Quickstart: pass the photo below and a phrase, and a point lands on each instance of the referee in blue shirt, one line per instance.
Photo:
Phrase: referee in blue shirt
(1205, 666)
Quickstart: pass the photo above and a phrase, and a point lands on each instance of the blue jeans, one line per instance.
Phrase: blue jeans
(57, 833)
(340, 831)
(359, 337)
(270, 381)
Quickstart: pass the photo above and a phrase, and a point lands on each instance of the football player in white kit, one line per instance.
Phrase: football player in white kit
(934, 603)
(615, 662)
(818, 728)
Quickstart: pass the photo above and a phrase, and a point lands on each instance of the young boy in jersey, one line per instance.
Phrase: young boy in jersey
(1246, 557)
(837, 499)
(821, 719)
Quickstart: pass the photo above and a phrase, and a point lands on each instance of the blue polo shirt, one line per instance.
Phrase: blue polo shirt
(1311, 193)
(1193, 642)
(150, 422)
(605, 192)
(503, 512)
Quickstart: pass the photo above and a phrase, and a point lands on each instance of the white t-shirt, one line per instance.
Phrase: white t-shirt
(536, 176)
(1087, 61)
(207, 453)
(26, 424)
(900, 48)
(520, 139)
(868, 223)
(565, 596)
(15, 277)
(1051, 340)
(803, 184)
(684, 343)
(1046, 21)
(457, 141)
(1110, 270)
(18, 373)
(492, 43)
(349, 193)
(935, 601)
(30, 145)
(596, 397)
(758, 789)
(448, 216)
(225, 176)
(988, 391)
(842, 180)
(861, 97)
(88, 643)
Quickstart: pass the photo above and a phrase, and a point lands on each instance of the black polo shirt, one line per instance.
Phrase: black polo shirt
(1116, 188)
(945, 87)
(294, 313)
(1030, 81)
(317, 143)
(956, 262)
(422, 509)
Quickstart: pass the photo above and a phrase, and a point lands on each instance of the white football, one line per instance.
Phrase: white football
※ ※ ※
What is asked ::
Put every line of all the records above into a numbered list, leaving out any blank lines.

Finished task ::
1. Quickstart: pass the photo below and a phrase, and a point lands on each instance of the referee in blue shirt, one line per instance.
2. Photo:
3. Phrase: referee in blue shirt
4. (1205, 666)
5. Quickstart: pass the photo above and a phrase, and a point lands on each instance of the blue jeans, one line per instance.
6. Phrase: blue jeans
7. (57, 833)
8. (340, 831)
9. (359, 337)
10. (270, 381)
11. Quickstart: pass the photo above and a phrase, and a point lands on each instance of the football player in white kit, one line per instance.
12. Phrase: football player in white kit
13. (934, 603)
14. (615, 662)
15. (818, 728)
16. Quickstart: pass the photo above and a phrase, and a point lands on each instance of the young boy in jersey, one line per instance.
17. Phrase: young boy in jersey
18. (1246, 557)
19. (837, 499)
20. (821, 719)
21. Quickstart: pass the photo above and a phrase, and a point lands on each instance of the blue polo shirt, one line per instance.
22. Phrase: blue polo shirt
23. (1311, 193)
24. (1193, 642)
25. (150, 422)
26. (605, 192)
27. (503, 512)
28. Quickstart: pass the photo above and a phrase, and a point lands on each instance of the white t-shirt, one line per instance.
29. Phrase: white t-shirt
30. (536, 176)
31. (1087, 61)
32. (207, 453)
33. (26, 424)
34. (900, 48)
35. (520, 139)
36. (868, 223)
37. (565, 596)
38. (15, 277)
39. (1051, 340)
40. (803, 184)
41. (684, 343)
42. (1046, 21)
43. (457, 141)
44. (1110, 270)
45. (18, 373)
46. (492, 43)
47. (349, 193)
48. (935, 601)
49. (30, 145)
50. (596, 397)
51. (758, 789)
52. (448, 216)
53. (225, 176)
54. (988, 391)
55. (842, 180)
56. (861, 97)
57. (88, 643)
58. Quickstart: pass the photo above and a phrase, and a point lands on each instance of the black polo shirt, one line per instance.
59. Phrase: black polo shirt
60. (1116, 188)
61. (945, 87)
62. (294, 313)
63. (1030, 81)
64. (317, 143)
65. (956, 262)
66. (422, 509)
67. Quickstart: pass the photo above and a phrase, and a point lands on each instance of the white football, one line per instance.
68. Phrase: white football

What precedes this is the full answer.